Quoted passage =>
Ivory Gates
The Devil's Dance

1. Beyond the Black
2. Devil's Dance
3. Endless Nightmare
4. Serpent's Kiss
5. Under the Sky of Illusions
6. Imaginary World
7. Suite Memory

Felipe Travaglini (Vocals)
Heitor Mazzotti (Guitars)
Matheus Armelin (Guitars)
Hugo Mazzotti (Bass, Chapman stick, NS stick)
Fabrizio Felix (Drums)

Shapes of Memory (2002)
Status Quo (2005)

Jane Pereira (vocals on tracks 2, 4 & 7)

Brendan Duffey (engineer & master)
Recorded at Soulmix Studios by Renato Napty & Transient Studio by Matheus Armelin

Released 12/3-2012
Reviewed 6/8-2012

ms metal

The Ivory Gates in Brazil has reopened after almost seven years and through the gates we hear music, music that might have been locked in there since the eighties. 'The Devil's Dance' is the first Ivory Gates album since 2005 and though I clearly remember them from the time when power metal was the shit, I can't really remember if I actually heard them or not. However, this is the third album by the Brazilians and I suppose what we're all expecting is the grand ceremony to celebrate their return. Or at least I'm guessing they're expecting that.

Dataset content =>
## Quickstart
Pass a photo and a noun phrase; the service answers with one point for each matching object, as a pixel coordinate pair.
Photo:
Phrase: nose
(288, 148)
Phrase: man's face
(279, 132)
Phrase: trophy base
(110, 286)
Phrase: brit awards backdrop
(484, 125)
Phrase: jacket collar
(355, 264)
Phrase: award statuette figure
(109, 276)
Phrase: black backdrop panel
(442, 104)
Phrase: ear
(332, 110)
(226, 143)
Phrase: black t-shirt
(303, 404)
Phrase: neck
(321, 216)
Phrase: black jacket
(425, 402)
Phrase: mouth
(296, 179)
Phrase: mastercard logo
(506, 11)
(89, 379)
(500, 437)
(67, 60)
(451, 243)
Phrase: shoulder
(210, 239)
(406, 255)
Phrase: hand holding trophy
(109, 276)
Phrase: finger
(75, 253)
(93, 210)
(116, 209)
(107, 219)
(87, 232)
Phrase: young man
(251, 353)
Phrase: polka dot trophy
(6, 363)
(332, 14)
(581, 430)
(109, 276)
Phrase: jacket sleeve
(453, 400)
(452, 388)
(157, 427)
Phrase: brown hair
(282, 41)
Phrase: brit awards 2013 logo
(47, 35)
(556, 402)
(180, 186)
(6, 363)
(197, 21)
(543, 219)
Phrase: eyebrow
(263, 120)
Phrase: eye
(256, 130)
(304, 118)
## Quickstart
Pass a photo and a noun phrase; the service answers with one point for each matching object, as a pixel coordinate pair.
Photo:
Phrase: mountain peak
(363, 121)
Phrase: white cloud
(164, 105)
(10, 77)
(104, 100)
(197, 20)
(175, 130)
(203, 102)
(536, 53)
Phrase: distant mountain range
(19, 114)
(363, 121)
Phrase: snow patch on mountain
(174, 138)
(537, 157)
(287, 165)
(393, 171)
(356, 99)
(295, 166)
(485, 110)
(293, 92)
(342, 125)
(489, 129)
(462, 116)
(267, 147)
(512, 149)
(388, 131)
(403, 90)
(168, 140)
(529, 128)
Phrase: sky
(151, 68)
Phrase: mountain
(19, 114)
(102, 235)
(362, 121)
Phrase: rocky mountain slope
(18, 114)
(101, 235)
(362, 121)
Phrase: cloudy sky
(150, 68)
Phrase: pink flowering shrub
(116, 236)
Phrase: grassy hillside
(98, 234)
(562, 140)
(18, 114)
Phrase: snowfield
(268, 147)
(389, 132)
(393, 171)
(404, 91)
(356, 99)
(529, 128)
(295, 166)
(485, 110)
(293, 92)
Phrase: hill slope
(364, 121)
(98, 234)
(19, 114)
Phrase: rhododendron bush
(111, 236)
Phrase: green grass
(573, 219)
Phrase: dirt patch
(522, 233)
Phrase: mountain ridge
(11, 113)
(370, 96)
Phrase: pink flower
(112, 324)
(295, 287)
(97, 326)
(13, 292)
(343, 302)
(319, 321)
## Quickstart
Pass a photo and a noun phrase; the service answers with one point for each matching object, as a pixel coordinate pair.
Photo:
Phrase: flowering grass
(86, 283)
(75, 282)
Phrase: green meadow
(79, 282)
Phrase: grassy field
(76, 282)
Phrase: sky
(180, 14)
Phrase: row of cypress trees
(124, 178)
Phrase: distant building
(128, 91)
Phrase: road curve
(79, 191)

What you will do =>
1. Sum up the Ivory Gates album review in two sentences.
2. List each line of the records that contains the word "distant", where case counts.

Solutions =>
1. The Devil's Dance is the Brazilian band Ivory Gates' third album and their first since 2005. The reviewer says its music sounds as if it has been locked away since the eighties and guesses the band expects a grand celebration of their return.

2.
Phrase: distant mountain range
Phrase: distant building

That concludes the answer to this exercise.